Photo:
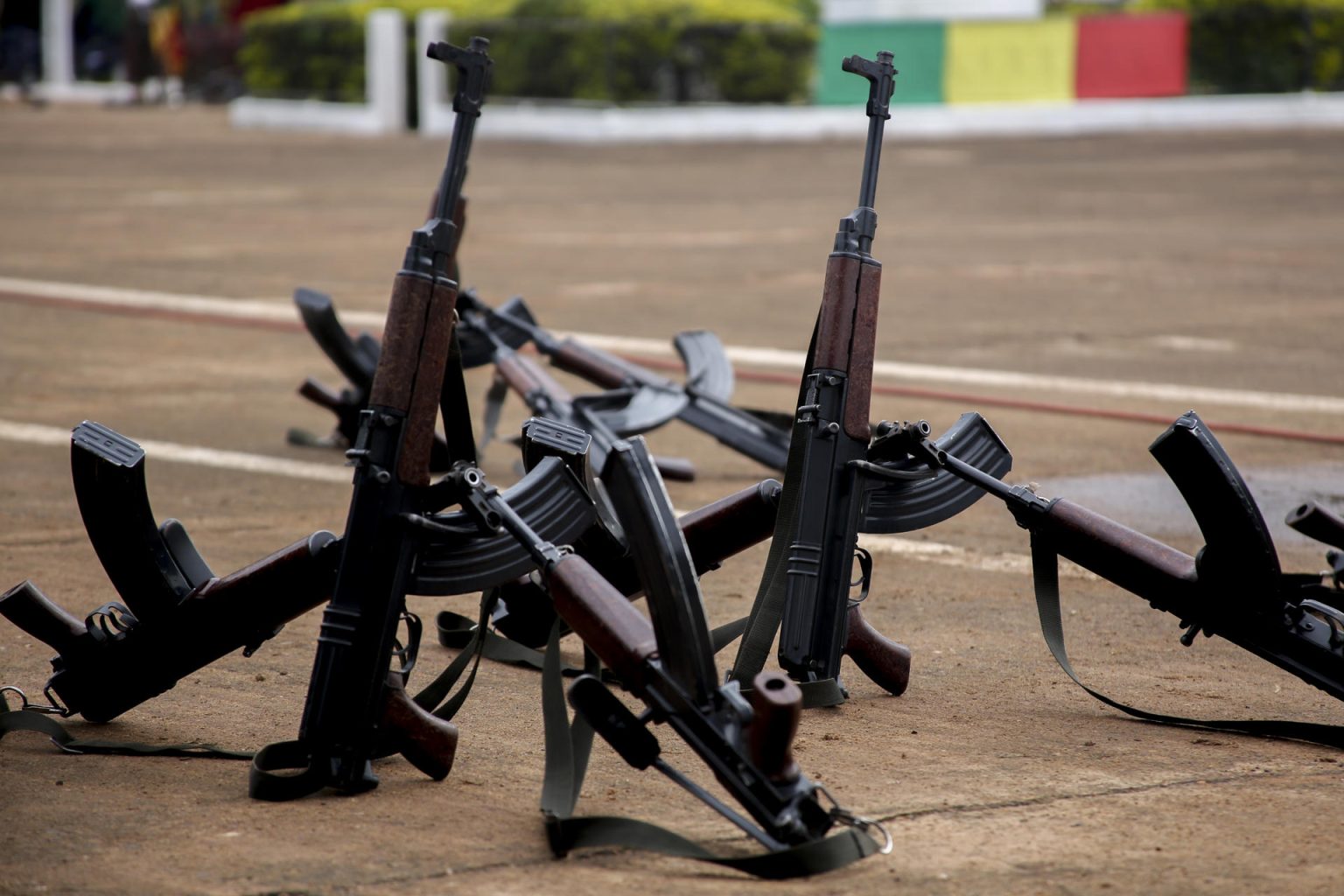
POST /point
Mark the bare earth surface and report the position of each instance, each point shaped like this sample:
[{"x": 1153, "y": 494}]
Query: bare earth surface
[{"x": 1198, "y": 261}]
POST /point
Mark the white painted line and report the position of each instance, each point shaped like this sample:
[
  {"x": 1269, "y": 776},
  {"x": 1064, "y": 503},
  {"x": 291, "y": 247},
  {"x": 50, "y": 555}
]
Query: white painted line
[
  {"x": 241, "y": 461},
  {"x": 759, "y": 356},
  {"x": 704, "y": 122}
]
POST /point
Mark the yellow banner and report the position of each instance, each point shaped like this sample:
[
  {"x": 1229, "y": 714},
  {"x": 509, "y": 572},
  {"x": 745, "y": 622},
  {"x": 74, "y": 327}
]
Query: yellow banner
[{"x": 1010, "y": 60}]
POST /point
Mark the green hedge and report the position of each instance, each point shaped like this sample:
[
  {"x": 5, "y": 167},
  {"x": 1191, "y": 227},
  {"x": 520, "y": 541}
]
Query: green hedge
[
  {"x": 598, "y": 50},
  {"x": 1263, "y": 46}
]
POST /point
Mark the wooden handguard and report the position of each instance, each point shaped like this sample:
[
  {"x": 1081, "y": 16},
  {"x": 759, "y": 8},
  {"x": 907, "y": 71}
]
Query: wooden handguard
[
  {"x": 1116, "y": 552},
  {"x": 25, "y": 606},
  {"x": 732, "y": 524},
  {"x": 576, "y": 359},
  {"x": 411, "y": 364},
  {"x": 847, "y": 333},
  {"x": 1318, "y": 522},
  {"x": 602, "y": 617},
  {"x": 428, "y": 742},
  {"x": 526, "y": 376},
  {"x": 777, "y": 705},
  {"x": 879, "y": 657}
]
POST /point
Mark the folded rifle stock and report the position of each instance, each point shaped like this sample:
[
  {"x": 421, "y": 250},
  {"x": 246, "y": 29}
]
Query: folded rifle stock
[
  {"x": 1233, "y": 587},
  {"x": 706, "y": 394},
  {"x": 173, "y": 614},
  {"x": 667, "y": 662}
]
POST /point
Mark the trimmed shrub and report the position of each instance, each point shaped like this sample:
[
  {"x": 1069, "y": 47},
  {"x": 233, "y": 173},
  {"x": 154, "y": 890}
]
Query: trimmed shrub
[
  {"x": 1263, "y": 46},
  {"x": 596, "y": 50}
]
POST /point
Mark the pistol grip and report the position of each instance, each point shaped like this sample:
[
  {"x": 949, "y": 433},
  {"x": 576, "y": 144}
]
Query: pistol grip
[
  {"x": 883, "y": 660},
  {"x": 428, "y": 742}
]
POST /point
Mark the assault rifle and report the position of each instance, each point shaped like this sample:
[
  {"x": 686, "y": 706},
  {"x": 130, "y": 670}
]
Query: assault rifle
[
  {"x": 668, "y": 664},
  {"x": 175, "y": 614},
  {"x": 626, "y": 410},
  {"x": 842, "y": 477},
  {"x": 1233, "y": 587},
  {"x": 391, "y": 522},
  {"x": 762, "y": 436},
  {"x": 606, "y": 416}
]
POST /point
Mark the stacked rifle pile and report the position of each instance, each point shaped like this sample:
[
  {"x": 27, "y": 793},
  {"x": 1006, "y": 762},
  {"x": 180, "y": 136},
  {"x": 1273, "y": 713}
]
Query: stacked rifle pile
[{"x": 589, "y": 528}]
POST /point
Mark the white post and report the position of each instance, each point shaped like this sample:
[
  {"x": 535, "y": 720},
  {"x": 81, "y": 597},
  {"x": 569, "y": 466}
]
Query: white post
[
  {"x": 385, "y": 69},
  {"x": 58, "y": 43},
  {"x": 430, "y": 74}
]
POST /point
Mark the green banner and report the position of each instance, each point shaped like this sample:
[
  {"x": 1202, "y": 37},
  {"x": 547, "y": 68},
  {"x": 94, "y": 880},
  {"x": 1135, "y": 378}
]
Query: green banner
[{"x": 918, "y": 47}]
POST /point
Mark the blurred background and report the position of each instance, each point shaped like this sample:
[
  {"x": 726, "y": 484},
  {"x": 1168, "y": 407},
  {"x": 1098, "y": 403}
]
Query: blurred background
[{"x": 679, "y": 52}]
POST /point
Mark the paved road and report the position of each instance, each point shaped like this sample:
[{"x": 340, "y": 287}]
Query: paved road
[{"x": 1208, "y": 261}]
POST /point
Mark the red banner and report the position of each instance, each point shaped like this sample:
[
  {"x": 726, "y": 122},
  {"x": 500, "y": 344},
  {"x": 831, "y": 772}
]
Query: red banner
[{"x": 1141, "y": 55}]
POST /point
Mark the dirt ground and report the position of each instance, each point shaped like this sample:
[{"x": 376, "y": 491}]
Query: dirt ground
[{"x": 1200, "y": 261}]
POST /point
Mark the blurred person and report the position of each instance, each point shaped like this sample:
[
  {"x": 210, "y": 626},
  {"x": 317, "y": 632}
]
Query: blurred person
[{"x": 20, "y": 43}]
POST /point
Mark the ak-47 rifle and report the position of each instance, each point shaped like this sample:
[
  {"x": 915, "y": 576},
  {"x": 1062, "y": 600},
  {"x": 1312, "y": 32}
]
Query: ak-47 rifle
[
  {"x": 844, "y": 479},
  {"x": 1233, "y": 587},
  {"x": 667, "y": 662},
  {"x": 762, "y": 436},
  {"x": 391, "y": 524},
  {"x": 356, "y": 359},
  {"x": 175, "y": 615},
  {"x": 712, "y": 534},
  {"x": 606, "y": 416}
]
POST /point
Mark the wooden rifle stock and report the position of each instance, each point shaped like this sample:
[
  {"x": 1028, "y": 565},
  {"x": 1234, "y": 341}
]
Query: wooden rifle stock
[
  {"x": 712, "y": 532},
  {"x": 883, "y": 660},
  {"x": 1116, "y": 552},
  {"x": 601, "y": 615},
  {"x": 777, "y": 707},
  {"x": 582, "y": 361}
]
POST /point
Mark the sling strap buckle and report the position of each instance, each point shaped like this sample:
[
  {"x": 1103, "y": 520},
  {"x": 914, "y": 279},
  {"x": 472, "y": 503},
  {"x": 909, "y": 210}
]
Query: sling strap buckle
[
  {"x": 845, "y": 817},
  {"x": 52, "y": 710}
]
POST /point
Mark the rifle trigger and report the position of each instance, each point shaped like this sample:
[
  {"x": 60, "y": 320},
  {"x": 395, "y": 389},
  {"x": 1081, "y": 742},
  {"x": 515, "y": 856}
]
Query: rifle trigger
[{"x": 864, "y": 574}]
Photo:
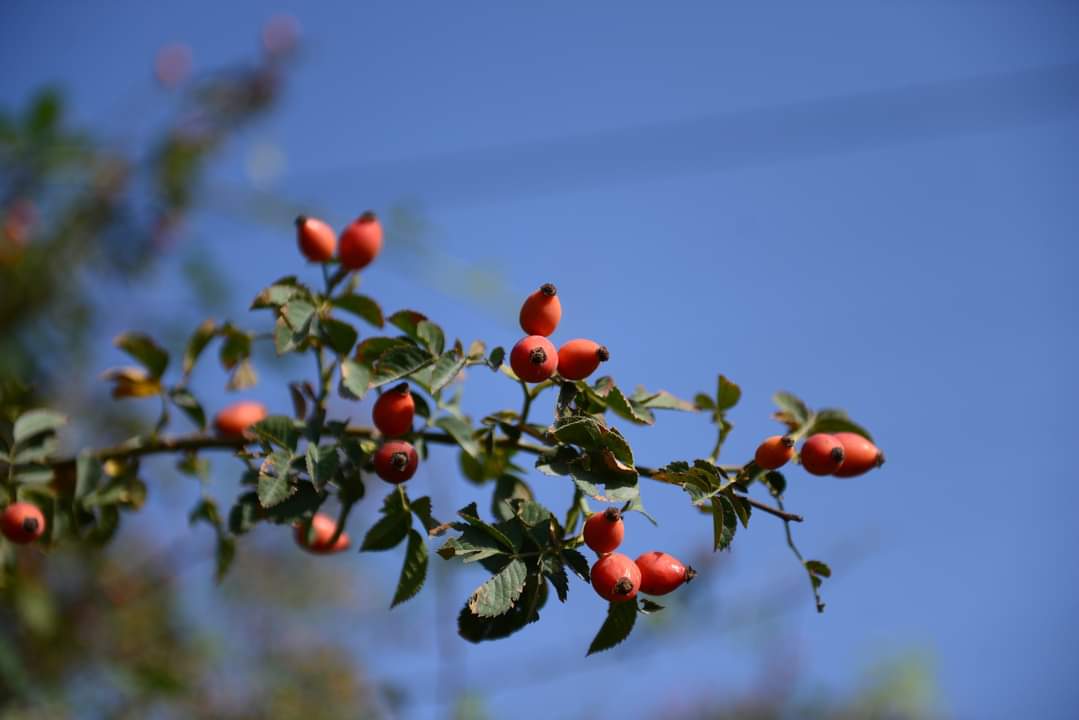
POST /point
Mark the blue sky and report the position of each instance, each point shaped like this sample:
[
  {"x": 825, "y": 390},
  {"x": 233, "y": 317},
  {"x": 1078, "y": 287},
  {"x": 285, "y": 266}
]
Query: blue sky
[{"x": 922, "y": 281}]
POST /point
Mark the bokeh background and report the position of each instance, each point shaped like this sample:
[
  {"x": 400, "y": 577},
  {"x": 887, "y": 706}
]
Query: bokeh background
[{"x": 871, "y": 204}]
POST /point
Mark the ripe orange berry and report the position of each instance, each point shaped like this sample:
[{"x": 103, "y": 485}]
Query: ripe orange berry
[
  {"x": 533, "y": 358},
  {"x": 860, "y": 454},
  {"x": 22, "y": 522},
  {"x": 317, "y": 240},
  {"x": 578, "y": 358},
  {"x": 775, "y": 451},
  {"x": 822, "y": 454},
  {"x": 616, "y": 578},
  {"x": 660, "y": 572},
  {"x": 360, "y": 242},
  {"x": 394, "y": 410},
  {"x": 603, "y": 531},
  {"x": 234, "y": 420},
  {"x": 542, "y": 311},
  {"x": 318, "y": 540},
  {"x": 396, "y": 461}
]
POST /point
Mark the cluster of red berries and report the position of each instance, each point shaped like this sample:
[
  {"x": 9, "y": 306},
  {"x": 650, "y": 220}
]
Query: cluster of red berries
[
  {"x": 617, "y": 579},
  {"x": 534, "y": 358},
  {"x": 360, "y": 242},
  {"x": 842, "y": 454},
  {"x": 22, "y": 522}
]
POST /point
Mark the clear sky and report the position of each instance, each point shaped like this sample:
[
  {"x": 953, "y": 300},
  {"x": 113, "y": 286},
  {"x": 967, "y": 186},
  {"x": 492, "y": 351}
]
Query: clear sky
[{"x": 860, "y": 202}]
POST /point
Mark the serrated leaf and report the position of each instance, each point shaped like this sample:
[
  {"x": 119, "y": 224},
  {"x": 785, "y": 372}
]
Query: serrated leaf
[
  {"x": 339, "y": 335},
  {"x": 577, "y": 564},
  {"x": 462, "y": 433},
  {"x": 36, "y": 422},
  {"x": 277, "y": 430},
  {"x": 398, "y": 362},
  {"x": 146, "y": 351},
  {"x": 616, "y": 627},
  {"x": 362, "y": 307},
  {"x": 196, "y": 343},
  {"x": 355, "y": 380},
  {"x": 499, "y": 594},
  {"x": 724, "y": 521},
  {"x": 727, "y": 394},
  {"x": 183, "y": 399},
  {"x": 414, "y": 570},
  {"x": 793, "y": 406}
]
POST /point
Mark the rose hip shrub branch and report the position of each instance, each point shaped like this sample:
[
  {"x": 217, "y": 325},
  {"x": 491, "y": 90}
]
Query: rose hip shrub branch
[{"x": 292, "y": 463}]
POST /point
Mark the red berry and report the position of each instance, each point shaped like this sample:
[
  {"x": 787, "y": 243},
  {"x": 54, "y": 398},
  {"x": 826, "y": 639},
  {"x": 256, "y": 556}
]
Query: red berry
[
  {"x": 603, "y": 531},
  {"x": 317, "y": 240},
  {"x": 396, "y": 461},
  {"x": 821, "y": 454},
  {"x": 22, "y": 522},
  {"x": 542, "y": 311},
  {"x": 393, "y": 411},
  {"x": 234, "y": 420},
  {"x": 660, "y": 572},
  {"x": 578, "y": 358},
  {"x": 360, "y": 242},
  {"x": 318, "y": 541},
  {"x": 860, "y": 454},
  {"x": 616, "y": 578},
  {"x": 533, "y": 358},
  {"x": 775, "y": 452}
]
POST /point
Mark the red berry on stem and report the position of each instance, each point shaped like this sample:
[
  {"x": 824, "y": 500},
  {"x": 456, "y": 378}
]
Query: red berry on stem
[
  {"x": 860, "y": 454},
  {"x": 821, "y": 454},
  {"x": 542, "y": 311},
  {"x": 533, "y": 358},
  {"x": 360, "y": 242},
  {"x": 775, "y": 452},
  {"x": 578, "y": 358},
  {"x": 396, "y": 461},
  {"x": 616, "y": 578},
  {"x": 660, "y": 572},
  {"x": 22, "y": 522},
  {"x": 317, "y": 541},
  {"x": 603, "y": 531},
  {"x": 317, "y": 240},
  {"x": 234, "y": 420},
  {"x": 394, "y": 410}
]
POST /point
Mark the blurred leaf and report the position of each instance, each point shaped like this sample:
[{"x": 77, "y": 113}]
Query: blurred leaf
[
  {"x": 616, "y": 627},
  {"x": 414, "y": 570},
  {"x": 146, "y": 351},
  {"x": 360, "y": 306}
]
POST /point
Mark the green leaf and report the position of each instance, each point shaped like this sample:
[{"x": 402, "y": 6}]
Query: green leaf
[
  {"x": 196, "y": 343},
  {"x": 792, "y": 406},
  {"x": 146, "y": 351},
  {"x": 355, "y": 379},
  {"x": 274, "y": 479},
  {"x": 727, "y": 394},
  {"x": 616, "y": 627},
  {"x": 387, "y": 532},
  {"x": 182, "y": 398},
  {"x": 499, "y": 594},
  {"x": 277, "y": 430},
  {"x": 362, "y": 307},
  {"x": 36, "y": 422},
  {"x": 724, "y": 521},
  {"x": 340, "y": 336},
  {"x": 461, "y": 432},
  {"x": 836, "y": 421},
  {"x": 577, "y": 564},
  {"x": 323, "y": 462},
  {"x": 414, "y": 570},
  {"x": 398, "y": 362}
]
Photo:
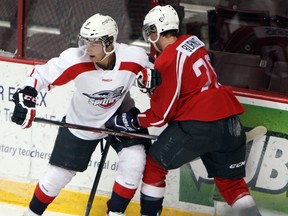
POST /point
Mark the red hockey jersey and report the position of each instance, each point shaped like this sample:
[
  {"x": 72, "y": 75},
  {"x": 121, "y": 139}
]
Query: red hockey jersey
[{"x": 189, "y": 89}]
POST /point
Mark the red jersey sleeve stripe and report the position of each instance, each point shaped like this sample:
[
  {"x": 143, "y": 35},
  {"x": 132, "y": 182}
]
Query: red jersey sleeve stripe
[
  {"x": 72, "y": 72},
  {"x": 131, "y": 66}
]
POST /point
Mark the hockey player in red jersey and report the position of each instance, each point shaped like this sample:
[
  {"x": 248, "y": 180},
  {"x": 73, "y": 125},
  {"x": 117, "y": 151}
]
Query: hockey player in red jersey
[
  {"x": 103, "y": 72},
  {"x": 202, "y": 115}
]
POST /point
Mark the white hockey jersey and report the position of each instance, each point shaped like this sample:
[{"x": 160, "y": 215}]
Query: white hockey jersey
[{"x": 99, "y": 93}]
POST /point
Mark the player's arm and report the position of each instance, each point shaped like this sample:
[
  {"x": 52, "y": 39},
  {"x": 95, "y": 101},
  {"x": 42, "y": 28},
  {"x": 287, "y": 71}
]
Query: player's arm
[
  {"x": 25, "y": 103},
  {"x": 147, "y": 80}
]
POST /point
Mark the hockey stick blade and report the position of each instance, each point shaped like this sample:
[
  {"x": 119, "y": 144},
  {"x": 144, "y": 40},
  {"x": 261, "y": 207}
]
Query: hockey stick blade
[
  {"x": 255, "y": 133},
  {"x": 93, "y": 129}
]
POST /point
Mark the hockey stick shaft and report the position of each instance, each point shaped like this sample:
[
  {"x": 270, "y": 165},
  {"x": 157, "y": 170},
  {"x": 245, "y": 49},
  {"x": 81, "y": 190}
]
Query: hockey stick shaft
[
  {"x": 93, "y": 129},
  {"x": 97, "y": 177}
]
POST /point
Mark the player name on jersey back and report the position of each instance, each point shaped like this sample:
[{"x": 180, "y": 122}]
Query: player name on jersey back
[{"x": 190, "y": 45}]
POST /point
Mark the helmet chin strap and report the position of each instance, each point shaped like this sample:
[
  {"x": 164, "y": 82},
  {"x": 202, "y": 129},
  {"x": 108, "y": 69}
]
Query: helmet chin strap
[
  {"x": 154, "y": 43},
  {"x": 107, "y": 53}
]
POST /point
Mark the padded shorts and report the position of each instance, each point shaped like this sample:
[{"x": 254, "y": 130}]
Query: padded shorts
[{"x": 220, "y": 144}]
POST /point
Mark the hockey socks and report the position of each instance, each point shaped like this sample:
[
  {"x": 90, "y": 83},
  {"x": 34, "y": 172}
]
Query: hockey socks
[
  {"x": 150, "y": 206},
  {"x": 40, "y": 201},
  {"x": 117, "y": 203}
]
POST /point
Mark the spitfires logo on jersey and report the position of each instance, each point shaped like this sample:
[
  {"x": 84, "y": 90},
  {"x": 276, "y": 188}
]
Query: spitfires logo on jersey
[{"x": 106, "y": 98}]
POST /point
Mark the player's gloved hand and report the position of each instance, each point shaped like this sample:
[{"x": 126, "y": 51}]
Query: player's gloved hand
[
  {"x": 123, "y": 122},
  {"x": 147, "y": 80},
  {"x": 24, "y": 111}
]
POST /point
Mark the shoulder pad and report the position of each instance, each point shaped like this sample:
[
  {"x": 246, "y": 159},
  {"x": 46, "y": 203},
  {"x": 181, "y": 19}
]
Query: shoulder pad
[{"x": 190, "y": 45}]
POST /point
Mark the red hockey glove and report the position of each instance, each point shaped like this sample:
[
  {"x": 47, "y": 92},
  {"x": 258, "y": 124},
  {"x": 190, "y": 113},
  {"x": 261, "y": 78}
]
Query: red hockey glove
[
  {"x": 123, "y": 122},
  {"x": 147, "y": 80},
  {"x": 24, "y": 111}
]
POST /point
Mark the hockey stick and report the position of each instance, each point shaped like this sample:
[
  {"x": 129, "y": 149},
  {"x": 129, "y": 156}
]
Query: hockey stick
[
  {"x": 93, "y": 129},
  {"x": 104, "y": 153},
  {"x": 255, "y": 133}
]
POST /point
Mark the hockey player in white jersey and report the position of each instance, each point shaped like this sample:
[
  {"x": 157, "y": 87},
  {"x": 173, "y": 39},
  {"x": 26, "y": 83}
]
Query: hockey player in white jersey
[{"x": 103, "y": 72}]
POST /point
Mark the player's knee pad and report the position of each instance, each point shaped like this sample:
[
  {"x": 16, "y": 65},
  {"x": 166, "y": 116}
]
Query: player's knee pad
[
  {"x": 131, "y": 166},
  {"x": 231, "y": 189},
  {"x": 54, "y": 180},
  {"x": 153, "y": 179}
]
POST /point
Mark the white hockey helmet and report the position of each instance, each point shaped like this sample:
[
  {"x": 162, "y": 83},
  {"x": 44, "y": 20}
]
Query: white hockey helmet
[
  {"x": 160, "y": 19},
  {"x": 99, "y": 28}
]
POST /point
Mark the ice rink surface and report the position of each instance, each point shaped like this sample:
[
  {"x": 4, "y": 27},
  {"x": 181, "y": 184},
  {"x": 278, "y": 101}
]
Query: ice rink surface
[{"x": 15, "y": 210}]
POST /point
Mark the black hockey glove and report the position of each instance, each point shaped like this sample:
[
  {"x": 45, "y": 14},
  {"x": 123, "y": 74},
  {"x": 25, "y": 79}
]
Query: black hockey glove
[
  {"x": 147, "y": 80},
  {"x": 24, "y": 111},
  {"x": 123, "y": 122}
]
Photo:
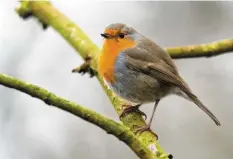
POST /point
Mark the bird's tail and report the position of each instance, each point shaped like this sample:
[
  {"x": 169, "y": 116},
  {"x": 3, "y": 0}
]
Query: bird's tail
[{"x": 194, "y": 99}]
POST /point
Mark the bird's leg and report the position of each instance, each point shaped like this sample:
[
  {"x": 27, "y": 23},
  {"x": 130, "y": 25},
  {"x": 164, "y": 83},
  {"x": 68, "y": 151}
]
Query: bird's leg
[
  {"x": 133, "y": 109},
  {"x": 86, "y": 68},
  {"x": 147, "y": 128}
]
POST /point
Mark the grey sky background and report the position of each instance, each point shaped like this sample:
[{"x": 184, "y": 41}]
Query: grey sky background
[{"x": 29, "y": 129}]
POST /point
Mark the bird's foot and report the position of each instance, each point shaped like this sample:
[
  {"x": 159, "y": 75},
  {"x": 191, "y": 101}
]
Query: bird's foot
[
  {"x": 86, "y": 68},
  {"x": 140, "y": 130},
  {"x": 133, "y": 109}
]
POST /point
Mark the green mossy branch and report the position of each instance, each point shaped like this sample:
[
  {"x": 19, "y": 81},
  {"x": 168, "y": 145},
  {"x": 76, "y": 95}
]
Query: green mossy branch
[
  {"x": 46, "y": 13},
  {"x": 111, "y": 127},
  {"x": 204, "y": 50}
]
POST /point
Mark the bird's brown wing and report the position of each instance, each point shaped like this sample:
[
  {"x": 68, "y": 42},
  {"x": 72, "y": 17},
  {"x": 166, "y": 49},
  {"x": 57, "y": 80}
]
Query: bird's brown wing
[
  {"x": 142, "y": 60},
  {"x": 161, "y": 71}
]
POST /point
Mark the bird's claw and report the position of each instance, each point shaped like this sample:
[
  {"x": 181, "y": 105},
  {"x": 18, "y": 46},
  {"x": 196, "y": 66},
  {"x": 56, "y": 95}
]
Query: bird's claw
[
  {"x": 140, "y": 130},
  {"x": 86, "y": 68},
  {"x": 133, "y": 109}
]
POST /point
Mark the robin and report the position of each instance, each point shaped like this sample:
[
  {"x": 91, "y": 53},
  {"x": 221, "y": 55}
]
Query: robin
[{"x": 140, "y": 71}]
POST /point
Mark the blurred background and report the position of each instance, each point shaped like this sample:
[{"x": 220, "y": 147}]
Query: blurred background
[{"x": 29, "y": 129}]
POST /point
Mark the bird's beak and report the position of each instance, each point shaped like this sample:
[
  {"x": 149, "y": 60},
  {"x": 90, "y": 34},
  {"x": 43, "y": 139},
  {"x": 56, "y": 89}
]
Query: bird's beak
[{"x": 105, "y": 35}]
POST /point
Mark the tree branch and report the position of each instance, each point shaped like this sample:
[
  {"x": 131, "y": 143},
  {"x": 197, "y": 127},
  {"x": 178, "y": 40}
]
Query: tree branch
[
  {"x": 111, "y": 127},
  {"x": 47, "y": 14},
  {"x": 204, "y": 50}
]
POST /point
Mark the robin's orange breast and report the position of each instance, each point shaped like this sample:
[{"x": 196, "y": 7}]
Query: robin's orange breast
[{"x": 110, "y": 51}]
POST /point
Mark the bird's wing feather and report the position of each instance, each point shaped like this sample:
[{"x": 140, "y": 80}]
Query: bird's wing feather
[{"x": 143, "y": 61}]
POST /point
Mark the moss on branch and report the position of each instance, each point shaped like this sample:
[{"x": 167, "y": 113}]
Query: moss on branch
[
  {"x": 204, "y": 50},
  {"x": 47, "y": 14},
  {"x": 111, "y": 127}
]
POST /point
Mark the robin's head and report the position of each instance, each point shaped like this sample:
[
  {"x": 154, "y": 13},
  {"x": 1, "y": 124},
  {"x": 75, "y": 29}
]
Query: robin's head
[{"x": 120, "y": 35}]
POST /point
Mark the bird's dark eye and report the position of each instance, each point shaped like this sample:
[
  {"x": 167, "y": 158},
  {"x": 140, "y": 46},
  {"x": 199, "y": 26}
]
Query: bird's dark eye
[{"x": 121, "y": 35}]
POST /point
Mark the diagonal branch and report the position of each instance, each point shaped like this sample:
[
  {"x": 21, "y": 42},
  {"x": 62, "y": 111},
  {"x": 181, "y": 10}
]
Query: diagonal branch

---+---

Task to carry out
Please show every line in the entries above that contains the word "feather", treating uppercase and lowercase as different.

Exercise solution
Mark the bird's wing feather and report the position of each instance, each point shaped like this sample:
Query: bird's wing feather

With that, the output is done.